[Coordinate annotation records]
····················
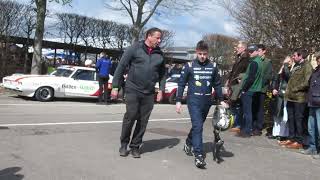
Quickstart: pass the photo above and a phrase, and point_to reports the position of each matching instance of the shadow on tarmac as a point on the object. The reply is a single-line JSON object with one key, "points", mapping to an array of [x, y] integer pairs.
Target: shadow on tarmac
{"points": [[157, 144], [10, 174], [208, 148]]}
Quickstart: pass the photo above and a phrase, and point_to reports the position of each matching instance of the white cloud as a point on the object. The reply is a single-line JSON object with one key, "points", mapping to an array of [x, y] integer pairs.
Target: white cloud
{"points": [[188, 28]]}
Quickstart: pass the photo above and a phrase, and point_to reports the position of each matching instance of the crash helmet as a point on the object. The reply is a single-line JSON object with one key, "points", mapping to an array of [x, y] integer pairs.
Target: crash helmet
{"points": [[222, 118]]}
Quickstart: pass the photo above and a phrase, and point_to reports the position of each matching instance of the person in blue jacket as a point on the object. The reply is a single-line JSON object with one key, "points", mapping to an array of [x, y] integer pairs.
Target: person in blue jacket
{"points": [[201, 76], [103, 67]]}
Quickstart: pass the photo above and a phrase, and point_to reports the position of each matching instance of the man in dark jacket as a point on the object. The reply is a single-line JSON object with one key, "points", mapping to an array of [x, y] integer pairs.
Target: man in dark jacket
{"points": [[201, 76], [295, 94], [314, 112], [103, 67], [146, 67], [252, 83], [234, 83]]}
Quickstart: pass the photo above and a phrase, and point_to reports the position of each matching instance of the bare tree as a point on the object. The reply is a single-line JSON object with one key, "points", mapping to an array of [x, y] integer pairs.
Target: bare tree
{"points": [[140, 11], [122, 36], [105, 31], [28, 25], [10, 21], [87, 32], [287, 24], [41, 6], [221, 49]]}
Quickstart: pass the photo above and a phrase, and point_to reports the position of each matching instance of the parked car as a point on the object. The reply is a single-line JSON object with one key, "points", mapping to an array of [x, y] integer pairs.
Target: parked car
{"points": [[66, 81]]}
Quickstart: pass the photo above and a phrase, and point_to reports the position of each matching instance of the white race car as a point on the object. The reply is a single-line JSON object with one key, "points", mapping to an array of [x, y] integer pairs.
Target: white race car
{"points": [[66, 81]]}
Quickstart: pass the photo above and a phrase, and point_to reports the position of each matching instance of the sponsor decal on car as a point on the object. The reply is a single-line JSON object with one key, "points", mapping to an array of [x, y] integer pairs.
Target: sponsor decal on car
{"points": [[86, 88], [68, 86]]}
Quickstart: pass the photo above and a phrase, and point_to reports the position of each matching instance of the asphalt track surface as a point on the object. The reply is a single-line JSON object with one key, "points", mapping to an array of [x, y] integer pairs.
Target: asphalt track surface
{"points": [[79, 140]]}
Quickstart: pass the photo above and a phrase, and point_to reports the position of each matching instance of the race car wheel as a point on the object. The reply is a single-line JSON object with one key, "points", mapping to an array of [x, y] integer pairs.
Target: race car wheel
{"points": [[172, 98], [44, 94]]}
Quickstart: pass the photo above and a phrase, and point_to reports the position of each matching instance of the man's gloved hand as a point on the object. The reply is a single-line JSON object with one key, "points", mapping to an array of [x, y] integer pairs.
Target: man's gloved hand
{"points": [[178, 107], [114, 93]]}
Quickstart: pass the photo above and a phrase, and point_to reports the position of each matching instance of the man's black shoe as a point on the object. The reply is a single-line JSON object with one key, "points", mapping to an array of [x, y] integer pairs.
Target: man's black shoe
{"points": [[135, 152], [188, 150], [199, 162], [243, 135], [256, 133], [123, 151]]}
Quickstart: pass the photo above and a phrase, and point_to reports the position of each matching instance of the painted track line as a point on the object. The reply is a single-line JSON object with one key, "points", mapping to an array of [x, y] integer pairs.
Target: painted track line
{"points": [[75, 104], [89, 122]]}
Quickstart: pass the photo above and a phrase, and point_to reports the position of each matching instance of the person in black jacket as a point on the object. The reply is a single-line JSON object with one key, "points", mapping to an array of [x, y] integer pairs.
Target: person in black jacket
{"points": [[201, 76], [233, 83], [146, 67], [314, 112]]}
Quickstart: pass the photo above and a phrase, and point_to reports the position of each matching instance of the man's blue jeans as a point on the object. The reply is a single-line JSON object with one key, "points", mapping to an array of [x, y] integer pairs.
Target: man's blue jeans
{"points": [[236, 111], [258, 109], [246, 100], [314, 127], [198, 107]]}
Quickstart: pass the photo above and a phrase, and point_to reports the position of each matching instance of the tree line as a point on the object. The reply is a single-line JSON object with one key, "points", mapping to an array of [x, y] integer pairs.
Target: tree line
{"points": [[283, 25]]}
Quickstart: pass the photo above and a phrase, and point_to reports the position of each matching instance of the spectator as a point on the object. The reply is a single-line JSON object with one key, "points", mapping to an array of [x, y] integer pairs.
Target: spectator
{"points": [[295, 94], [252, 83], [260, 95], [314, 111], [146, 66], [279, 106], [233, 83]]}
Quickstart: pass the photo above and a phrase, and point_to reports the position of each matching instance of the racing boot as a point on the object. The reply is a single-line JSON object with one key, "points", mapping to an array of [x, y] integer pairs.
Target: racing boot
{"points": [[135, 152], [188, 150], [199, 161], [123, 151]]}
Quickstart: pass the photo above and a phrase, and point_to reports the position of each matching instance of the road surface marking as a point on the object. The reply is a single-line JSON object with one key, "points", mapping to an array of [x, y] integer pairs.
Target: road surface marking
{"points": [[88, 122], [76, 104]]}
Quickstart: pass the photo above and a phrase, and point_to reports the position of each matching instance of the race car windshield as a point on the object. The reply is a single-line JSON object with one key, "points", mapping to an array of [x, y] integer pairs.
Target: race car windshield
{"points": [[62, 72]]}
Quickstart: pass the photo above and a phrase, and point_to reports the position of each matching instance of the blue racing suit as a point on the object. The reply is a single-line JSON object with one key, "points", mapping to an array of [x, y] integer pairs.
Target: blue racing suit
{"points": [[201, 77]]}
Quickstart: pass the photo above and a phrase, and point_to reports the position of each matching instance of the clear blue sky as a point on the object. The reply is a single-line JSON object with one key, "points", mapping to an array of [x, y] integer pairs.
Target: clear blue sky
····················
▶ **What to work on**:
Repeat exactly the lines from the line containing "of the road" through the end of the listing above; both boundary lines are part of the output.

▶ **Solution to the exercise**:
Quickstart: pass the photo above and a phrase, and point_to reports the position of each matching instance of the road surface marking as a point on the object. The reply is a single-line JSON object with one key, "points", mapping to an array of [x, y] integer pairs.
Target: road surface marking
{"points": [[88, 122], [76, 104]]}
Quickstart: pass the photo above and a phrase, and point_to reports the position of each matching instance of the race car windshield as a point on the object. The reply is a single-line JSON object with one key, "points", mapping to an array of [x, y] integer pairs.
Target: race car windshield
{"points": [[62, 72]]}
Quickstart: pass the photo above and a phrase, and point_to reports the position of each matching instance of the blue racing suit as a point on the object. The reply is a single-line JSON object with one key, "points", mapping to an array of [x, y] integer pairs.
Target: blue racing suit
{"points": [[201, 77]]}
Quickstart: pass the photo above and a phrase, and point_to reports the position of each matching instance of the clear blue sky as a point on the object. The reply is a single-line JSON object with one key, "points", mapping to an array of [x, y] integer pairs.
Target: clear blue sky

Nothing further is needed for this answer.